**WORK ORDER**
Make a verbatim transcription of the records, without the pictures.

[Stored data entries]
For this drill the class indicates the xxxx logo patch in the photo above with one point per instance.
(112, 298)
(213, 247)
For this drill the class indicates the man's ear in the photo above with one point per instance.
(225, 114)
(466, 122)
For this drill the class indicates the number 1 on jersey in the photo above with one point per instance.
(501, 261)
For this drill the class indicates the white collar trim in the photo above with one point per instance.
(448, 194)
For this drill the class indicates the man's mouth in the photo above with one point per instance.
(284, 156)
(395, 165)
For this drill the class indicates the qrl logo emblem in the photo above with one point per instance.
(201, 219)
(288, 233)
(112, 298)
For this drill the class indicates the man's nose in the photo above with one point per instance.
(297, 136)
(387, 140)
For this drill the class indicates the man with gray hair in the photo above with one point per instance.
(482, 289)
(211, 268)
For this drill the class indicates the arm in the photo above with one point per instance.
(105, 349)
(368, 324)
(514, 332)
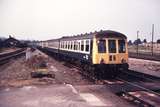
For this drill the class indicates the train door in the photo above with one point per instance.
(99, 51)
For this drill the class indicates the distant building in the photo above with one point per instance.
(11, 42)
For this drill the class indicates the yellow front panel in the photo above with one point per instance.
(97, 57)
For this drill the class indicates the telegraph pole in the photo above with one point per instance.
(137, 41)
(152, 38)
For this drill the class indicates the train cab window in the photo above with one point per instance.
(82, 45)
(121, 46)
(71, 45)
(74, 46)
(112, 46)
(66, 44)
(87, 46)
(102, 46)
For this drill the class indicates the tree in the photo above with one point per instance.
(144, 41)
(130, 42)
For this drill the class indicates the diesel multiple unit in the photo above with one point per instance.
(102, 53)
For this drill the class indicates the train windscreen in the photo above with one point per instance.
(102, 46)
(121, 46)
(112, 46)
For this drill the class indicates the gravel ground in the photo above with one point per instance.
(145, 66)
(17, 73)
(7, 50)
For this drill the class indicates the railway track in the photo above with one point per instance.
(4, 58)
(142, 95)
(140, 89)
(146, 56)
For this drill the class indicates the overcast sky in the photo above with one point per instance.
(49, 19)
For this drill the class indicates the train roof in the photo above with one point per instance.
(100, 34)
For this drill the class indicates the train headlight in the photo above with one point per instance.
(102, 61)
(123, 60)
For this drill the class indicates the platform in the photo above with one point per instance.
(145, 66)
(60, 96)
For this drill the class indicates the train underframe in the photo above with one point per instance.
(98, 71)
(104, 71)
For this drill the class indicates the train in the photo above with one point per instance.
(101, 54)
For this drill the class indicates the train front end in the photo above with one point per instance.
(110, 53)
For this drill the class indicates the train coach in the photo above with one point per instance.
(100, 54)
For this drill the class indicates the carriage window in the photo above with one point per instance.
(102, 46)
(121, 48)
(65, 44)
(74, 45)
(82, 45)
(87, 46)
(112, 46)
(71, 45)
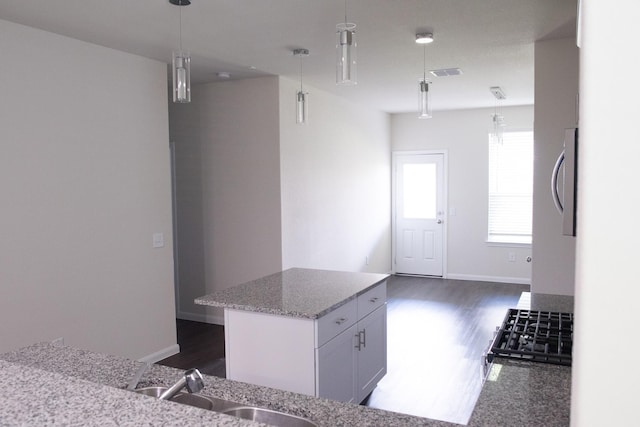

**THE ANSWER**
For this drill the class indicates the xxxx logo patch in the photo above with one point per instance.
(112, 298)
(213, 247)
For this drill the class indicates the man's ear in the photo above with one point per instance.
(225, 114)
(466, 122)
For this drill the class indicates the number 1 on jersey in the photo above with one point per instance.
(501, 261)
For this drill the class indicates the white collar trim in the photo above with one point per instance.
(448, 194)
For this drill the class indicates the man's mouth in the photo above with one point per instance.
(284, 156)
(395, 165)
For this drill the class indicates the qrl logo emblem in the photo above with one point per instance.
(201, 219)
(288, 233)
(112, 298)
For this drill the class indicates the man's nose in the photo above with one point per instance.
(297, 136)
(387, 140)
For this drill the class indicates the man with gray hair in the photo above with one point per instance.
(482, 289)
(211, 268)
For this drill the class indicates the arm in the photo above with one point per instance.
(105, 349)
(368, 324)
(514, 332)
For this drill the class indicates the train door in the photo above with one point per instance.
(99, 51)
For this drill the class indicates the distant building in the photo above with one point per instance.
(11, 42)
For this drill the class indicates the yellow front panel in the photo above with one point per instance.
(97, 57)
For this drill the class indicates the telegraph pole in the photo above with one point per instance.
(137, 41)
(152, 38)
For this drill the class indicates the train cab window in the photo above with one point per instance.
(82, 45)
(121, 46)
(71, 45)
(74, 46)
(112, 46)
(66, 44)
(87, 46)
(102, 46)
For this drill the class indicates the tree in the photo above with one point per instance.
(144, 41)
(130, 42)
For this drill the class indicates the diesel multiple unit in the photo above with one point per instance.
(102, 53)
For this drill the class indicates the train windscreen in the photo above with one point per instance.
(102, 46)
(121, 46)
(112, 46)
For this drill the class indicates the gravel ground in the photo above with one point per instance.
(145, 66)
(17, 73)
(7, 50)
For this drill the class indicates the railway track in the photo above with one point per instance.
(4, 58)
(142, 95)
(140, 89)
(146, 56)
For this drill the class indicates the overcast sky in the photo above with one point per instance.
(49, 19)
For this drill the class indicates the train roof in the photo above with one point per instance.
(100, 34)
For this drill the class indicates the train headlight in the photo above with one point per instance.
(102, 61)
(123, 60)
For this drill the class indicates the platform in the photo above with one point per instance.
(145, 66)
(60, 96)
For this drill the class indicates the train underframe in the photo above with one point per instance.
(98, 71)
(104, 71)
For this drill the class indicates the train in the photo above with one point per instance.
(101, 54)
For this drill the class indicates the train front end in the photo above with one point per instance.
(110, 53)
For this drill the class indicates the train coach in the photo above with one point per instance.
(100, 54)
For this drill the class indicates the carriage window in the photo above with one point per instance.
(102, 46)
(121, 48)
(65, 44)
(74, 45)
(82, 45)
(87, 46)
(112, 46)
(71, 45)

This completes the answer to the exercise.